### Tasks to perform
a. According to the court excerpt on the property registrar's review of documents, on what date was Regulation 8814 enacted?
b. Resume the court excerpt on the property registrar's review of documents, picking up right after its final sentence.

The court notes that Article 229 reads very similar as its predecessor Article 64, 30 L.P.R.A. §2267. This is important to note because which law is applicable does not affect the analysis of whether the Registrar's actions were ministerial/clerical in nature, a determination which is directly tied to whether ITC violated the automatic stay when it presented the "Instancia" (document) to the Property Registrar on August 3, 2015, that is prior to the enactment of the new mortgage law. Moreover, article 76.1 of Regulation 2674 which was enacted on June 30, 1980 is very similar to Rule 229.1 of Regulation 8814 which was enacted on September 14, 2016.
Article 64 under the prior mortgage law provided:
"[r]egistrars shall have the responsibility of passing judgment on the legality of all kinds of documents by virtue of which an entry is requested. Said judgment shall include the extrinsic forms of the documents presented, the competence of the grantors and the validity of the transactions and contracts contained in these documents. Registrars shall base their judgments on the transactions and contracts to be recorded, on the documents presented, the existing registry entries and the statutes.
When judging documents subject to registration, Registrars are not empowered to evaluate the legality of the judgments or entries made by themselves or by their predecessors. These entries, as well as the transactions recorded, must be deemed valid until the courts declare them null and void.
Regulation 2674 in the Spanish language is titled, "Reglamento para la Ejecución de la Ley Hipotecaria y del Registro de la Propiedad." Article 76.1 states in the Spanish language the following: "[e]l Registrador considerará, conforme a lo prescrito en el artículo 64 de la Ley como faltas de legalidad de los documentos cuya registración se solicite, todas las que afecten, tanto a las formas de los documentos como a la eficacia de las obligaciones o derechos contenidos en los mismos, siempre que resulten del texto de dichos documentos o puedan conocerse por la simple inspección de ellos."
Regulation 8814 in the Spanish language is titled, "Reglamento General para la Ejecución de la Ley del Registro de la Propiedad Inmobiliaria." Rule 229.1 provides in the Spansih language the following: "[e]l Registrador considerará como faltas de legalidad que afecten la forma de los documentos y la eficacia de las obligaciones o derechos contenidos en los mismos, siempre que resulten de su texto o puedan conocerse por su simple inspeción."
Article 230 of the Real Property Registry Act provides:
Article 230of the Real Property Registry Act states the following in the Spanish language:
"La calificación del Registrador será a los únicos efectos de extender o denegar la inscripción, anotación, nota o cancelación solicitada, y no impedirá ni prejuzgará el juicio que pueda seguirse en los tribunales sobre la validez de los documentos calificados, debiendo atenerse el Registrador a lo que aquel resuelva." 30 L.P.R.A. §6382.

### Given information
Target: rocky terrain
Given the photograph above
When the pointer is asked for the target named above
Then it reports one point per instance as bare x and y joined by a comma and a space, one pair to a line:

### Per-task outputs
a. September 14, 2016.

b.
"[t]he judgment made by the Registrar of the documents presented shall be for the sole purpose of granting or refusing the registration, notation, note or cancellation requested, and shall not prevent or prejudge the legal proceedings which may be filed later on in court concerning the validity of the documents judged, with the Registrar's having to abide by whatever is decided." 30 L.P.R.A. §6382
The court notes that Article 230 is also similar as its predecessor Article 67, 30 L.P.R.A.§2270.
Article 67 under the prior mortgage law provided:
"[t]he judgment made by the Registrar of the documents presented shall be for the sole purpose of granting or refusing the registration, notation, note or cancellation requested, and shall not prevent or prejudge the legal proceedings which may be filed later on in court concerning the validity of the documents judged, with the Registrar's having to abide by whatever is decided." 30 L.P.R.A. §2270.
Article 232 of the Real Property Registry Act provides:
"[t]he Registrar shall have autonomy in his judging powers and there shall be only one lawful recourse against his judgment, which is established in this law, so that the courts
or other authorities cannot, in any way, oblige or prevent a Registrar from performing any function pertaining to the registration process. In the same manner, the courts or other authorities may not request the Registrars to testify as to the validity or nullity of entries or regarding the judgment of documents or about any other matter that may be object of a registry certification issued by the Registrar in conformity with this law. To these effects, they shall remit exclusively to the registry certifications that are issued in conformity with this law.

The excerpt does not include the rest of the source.